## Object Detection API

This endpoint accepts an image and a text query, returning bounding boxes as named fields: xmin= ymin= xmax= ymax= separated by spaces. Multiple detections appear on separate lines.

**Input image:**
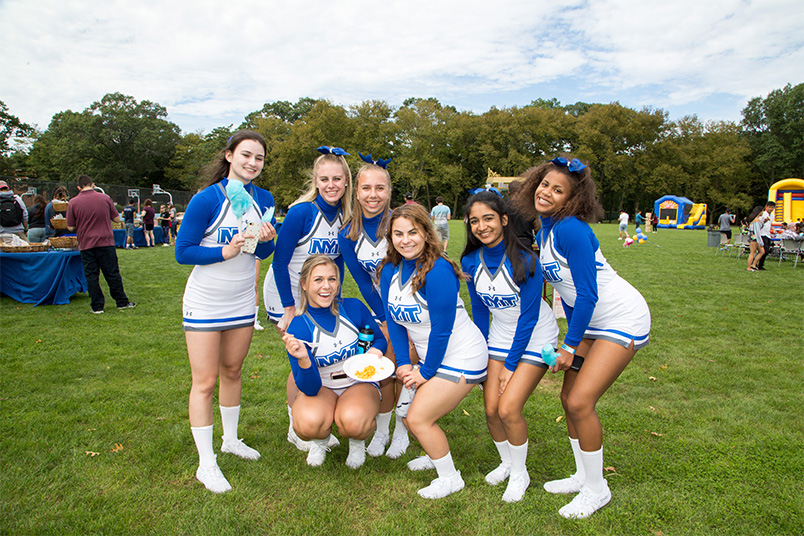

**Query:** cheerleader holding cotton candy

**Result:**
xmin=517 ymin=157 xmax=650 ymax=519
xmin=175 ymin=131 xmax=276 ymax=493
xmin=461 ymin=191 xmax=558 ymax=502
xmin=338 ymin=152 xmax=410 ymax=459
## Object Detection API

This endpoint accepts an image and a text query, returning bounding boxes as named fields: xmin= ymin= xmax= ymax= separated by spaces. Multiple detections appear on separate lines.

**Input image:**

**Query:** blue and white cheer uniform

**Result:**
xmin=175 ymin=178 xmax=275 ymax=331
xmin=380 ymin=258 xmax=488 ymax=383
xmin=263 ymin=194 xmax=343 ymax=322
xmin=288 ymin=298 xmax=388 ymax=396
xmin=461 ymin=242 xmax=558 ymax=372
xmin=536 ymin=216 xmax=650 ymax=350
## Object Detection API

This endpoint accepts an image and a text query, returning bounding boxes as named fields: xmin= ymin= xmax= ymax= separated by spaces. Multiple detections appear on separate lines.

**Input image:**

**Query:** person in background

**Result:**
xmin=67 ymin=175 xmax=136 ymax=314
xmin=378 ymin=204 xmax=488 ymax=499
xmin=755 ymin=201 xmax=776 ymax=271
xmin=461 ymin=191 xmax=558 ymax=502
xmin=520 ymin=156 xmax=650 ymax=519
xmin=141 ymin=199 xmax=156 ymax=248
xmin=430 ymin=195 xmax=452 ymax=253
xmin=175 ymin=130 xmax=276 ymax=493
xmin=159 ymin=205 xmax=170 ymax=248
xmin=123 ymin=197 xmax=138 ymax=249
xmin=717 ymin=209 xmax=734 ymax=246
xmin=28 ymin=194 xmax=47 ymax=242
xmin=0 ymin=181 xmax=28 ymax=240
xmin=282 ymin=254 xmax=387 ymax=469
xmin=45 ymin=186 xmax=70 ymax=238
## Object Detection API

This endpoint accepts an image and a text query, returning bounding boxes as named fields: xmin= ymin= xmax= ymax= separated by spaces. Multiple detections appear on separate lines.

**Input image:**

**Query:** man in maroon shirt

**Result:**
xmin=67 ymin=175 xmax=136 ymax=314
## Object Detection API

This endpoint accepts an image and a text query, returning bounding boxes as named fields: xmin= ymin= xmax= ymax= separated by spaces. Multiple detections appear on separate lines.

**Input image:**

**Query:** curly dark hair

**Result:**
xmin=514 ymin=154 xmax=603 ymax=223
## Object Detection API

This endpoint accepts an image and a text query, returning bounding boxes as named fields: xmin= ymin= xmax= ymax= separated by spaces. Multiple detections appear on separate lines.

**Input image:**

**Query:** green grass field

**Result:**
xmin=0 ymin=221 xmax=804 ymax=535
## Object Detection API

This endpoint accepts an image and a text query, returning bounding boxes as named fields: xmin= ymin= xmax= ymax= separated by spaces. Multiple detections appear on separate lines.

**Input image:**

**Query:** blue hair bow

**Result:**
xmin=357 ymin=151 xmax=393 ymax=169
xmin=316 ymin=145 xmax=349 ymax=156
xmin=551 ymin=156 xmax=586 ymax=173
xmin=469 ymin=186 xmax=502 ymax=197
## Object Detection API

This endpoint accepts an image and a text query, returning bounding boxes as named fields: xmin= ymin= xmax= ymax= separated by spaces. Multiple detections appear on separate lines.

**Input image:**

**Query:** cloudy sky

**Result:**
xmin=0 ymin=0 xmax=804 ymax=132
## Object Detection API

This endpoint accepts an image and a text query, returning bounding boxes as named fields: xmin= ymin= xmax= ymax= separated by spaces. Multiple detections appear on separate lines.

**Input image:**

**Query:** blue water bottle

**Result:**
xmin=542 ymin=342 xmax=558 ymax=367
xmin=357 ymin=326 xmax=374 ymax=354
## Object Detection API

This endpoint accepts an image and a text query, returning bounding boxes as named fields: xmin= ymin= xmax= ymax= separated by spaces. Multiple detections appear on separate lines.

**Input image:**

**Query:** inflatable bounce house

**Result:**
xmin=768 ymin=179 xmax=804 ymax=223
xmin=653 ymin=195 xmax=706 ymax=229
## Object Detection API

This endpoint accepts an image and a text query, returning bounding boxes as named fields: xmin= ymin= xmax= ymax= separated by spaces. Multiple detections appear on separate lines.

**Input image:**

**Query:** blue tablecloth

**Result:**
xmin=0 ymin=251 xmax=87 ymax=305
xmin=114 ymin=226 xmax=167 ymax=248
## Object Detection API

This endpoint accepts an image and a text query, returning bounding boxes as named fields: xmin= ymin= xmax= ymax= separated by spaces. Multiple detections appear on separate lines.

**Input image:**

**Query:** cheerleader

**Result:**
xmin=263 ymin=146 xmax=352 ymax=451
xmin=379 ymin=204 xmax=488 ymax=499
xmin=176 ymin=130 xmax=276 ymax=493
xmin=282 ymin=255 xmax=387 ymax=469
xmin=518 ymin=157 xmax=650 ymax=519
xmin=338 ymin=153 xmax=410 ymax=459
xmin=461 ymin=191 xmax=558 ymax=502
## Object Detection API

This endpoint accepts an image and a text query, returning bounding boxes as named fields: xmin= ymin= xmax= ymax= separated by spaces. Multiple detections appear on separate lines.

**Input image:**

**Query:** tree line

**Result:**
xmin=0 ymin=84 xmax=804 ymax=218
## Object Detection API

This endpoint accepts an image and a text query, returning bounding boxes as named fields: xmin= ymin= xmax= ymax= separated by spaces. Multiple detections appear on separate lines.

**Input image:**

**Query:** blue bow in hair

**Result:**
xmin=357 ymin=151 xmax=393 ymax=169
xmin=316 ymin=145 xmax=349 ymax=156
xmin=551 ymin=156 xmax=586 ymax=173
xmin=469 ymin=186 xmax=502 ymax=197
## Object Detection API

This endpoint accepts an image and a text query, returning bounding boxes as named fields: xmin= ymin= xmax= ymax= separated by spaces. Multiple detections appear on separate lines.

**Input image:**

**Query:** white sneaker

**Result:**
xmin=408 ymin=455 xmax=435 ymax=471
xmin=419 ymin=471 xmax=464 ymax=499
xmin=367 ymin=433 xmax=391 ymax=458
xmin=195 ymin=463 xmax=232 ymax=493
xmin=544 ymin=475 xmax=583 ymax=493
xmin=221 ymin=439 xmax=260 ymax=460
xmin=307 ymin=439 xmax=329 ymax=467
xmin=346 ymin=440 xmax=366 ymax=469
xmin=288 ymin=424 xmax=310 ymax=452
xmin=503 ymin=471 xmax=530 ymax=502
xmin=558 ymin=484 xmax=611 ymax=519
xmin=385 ymin=430 xmax=410 ymax=460
xmin=486 ymin=462 xmax=511 ymax=486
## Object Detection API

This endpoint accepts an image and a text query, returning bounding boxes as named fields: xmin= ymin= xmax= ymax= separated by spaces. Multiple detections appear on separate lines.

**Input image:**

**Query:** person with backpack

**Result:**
xmin=0 ymin=181 xmax=28 ymax=241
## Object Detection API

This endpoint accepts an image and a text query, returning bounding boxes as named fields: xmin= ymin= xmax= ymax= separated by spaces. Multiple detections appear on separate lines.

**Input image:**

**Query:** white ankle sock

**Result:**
xmin=431 ymin=452 xmax=458 ymax=478
xmin=581 ymin=447 xmax=606 ymax=494
xmin=374 ymin=410 xmax=394 ymax=435
xmin=190 ymin=424 xmax=217 ymax=467
xmin=508 ymin=440 xmax=528 ymax=474
xmin=492 ymin=440 xmax=511 ymax=465
xmin=570 ymin=438 xmax=586 ymax=482
xmin=220 ymin=405 xmax=240 ymax=441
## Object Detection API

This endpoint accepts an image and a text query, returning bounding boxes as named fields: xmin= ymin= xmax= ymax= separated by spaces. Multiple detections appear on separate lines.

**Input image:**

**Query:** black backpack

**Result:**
xmin=0 ymin=197 xmax=22 ymax=227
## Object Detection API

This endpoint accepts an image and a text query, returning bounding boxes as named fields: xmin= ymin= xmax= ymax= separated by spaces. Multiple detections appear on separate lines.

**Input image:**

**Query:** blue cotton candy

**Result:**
xmin=542 ymin=342 xmax=558 ymax=367
xmin=226 ymin=180 xmax=254 ymax=220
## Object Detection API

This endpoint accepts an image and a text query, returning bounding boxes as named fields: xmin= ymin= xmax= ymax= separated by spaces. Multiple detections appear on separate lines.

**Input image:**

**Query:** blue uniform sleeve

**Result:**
xmin=343 ymin=298 xmax=388 ymax=355
xmin=271 ymin=203 xmax=316 ymax=307
xmin=338 ymin=231 xmax=385 ymax=322
xmin=287 ymin=316 xmax=321 ymax=396
xmin=419 ymin=259 xmax=460 ymax=380
xmin=253 ymin=187 xmax=276 ymax=259
xmin=176 ymin=188 xmax=224 ymax=265
xmin=380 ymin=263 xmax=411 ymax=367
xmin=461 ymin=253 xmax=491 ymax=340
xmin=505 ymin=255 xmax=542 ymax=372
xmin=553 ymin=218 xmax=599 ymax=346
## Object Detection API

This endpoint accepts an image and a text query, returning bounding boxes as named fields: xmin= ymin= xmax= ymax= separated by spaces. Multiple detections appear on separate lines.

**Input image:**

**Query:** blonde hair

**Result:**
xmin=344 ymin=164 xmax=392 ymax=240
xmin=290 ymin=154 xmax=352 ymax=221
xmin=296 ymin=253 xmax=341 ymax=316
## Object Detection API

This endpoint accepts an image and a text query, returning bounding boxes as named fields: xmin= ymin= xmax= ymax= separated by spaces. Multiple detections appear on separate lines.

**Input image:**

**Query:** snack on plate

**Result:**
xmin=355 ymin=365 xmax=377 ymax=380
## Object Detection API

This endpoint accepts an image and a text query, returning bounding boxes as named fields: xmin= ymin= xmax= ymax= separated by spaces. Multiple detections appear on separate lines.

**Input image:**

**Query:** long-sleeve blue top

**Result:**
xmin=271 ymin=194 xmax=343 ymax=307
xmin=461 ymin=242 xmax=542 ymax=372
xmin=338 ymin=212 xmax=385 ymax=322
xmin=175 ymin=178 xmax=276 ymax=265
xmin=380 ymin=258 xmax=460 ymax=380
xmin=537 ymin=216 xmax=600 ymax=346
xmin=288 ymin=298 xmax=388 ymax=396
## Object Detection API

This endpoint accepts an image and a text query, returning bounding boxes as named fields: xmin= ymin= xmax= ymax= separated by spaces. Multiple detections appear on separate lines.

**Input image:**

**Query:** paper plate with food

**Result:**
xmin=343 ymin=354 xmax=395 ymax=382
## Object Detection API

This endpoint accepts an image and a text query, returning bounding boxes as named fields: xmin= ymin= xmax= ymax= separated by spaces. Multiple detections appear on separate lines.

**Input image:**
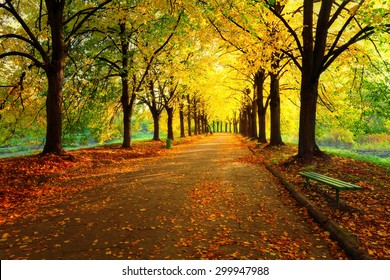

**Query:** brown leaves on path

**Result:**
xmin=168 ymin=181 xmax=342 ymax=260
xmin=0 ymin=141 xmax=166 ymax=224
xmin=249 ymin=142 xmax=390 ymax=259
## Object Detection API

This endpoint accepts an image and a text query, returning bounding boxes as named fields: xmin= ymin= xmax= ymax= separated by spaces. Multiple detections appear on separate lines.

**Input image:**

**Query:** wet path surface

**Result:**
xmin=0 ymin=134 xmax=332 ymax=259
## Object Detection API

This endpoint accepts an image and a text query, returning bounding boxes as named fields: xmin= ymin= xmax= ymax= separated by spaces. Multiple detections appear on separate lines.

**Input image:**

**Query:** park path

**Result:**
xmin=0 ymin=133 xmax=338 ymax=259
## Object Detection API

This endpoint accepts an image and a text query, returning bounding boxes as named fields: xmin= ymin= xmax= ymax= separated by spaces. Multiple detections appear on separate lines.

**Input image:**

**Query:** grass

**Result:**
xmin=321 ymin=147 xmax=390 ymax=168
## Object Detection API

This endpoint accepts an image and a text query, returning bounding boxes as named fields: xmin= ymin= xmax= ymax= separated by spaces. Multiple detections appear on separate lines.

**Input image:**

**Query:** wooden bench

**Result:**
xmin=299 ymin=171 xmax=362 ymax=208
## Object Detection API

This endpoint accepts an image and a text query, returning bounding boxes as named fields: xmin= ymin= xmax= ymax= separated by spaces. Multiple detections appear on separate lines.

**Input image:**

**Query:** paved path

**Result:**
xmin=0 ymin=134 xmax=332 ymax=259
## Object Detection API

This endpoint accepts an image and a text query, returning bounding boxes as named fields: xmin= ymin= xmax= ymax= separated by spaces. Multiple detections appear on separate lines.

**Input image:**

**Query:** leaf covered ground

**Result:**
xmin=0 ymin=138 xmax=190 ymax=225
xmin=0 ymin=134 xmax=347 ymax=259
xmin=244 ymin=142 xmax=390 ymax=259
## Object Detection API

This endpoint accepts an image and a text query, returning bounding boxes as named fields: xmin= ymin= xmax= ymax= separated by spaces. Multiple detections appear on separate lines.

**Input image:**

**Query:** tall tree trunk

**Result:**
xmin=255 ymin=69 xmax=267 ymax=143
xmin=179 ymin=104 xmax=186 ymax=138
xmin=165 ymin=106 xmax=174 ymax=140
xmin=42 ymin=67 xmax=64 ymax=155
xmin=269 ymin=73 xmax=284 ymax=146
xmin=193 ymin=100 xmax=198 ymax=135
xmin=298 ymin=75 xmax=322 ymax=161
xmin=187 ymin=95 xmax=192 ymax=136
xmin=297 ymin=0 xmax=334 ymax=161
xmin=42 ymin=0 xmax=67 ymax=154
xmin=152 ymin=112 xmax=160 ymax=141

=== YOUR TASK ===
Render the part of the listing above that runs from its first line through the line containing "xmin=338 ymin=152 xmax=410 ymax=459", both ends included, as a Markdown table with the columns Row and Line, numbering each line and skipping blank ones. Leave the pictures out of the table.

=== COMPLETE OUTPUT ===
| Row | Line |
|---|---|
| 1 | ## Object Detection API |
| 2 | This endpoint accepts an image and a text query, returning bounding boxes as named fields: xmin= ymin= xmax= ymax= separated by spaces. Multiple detections appear on separate lines. |
| 3 | **Input image:** |
| 4 | **Query:** cheerleader holding cotton candy |
| 5 | **Result:** |
| 6 | xmin=517 ymin=157 xmax=650 ymax=519 |
| 7 | xmin=175 ymin=131 xmax=276 ymax=493 |
| 8 | xmin=461 ymin=191 xmax=558 ymax=502 |
| 9 | xmin=338 ymin=152 xmax=410 ymax=459 |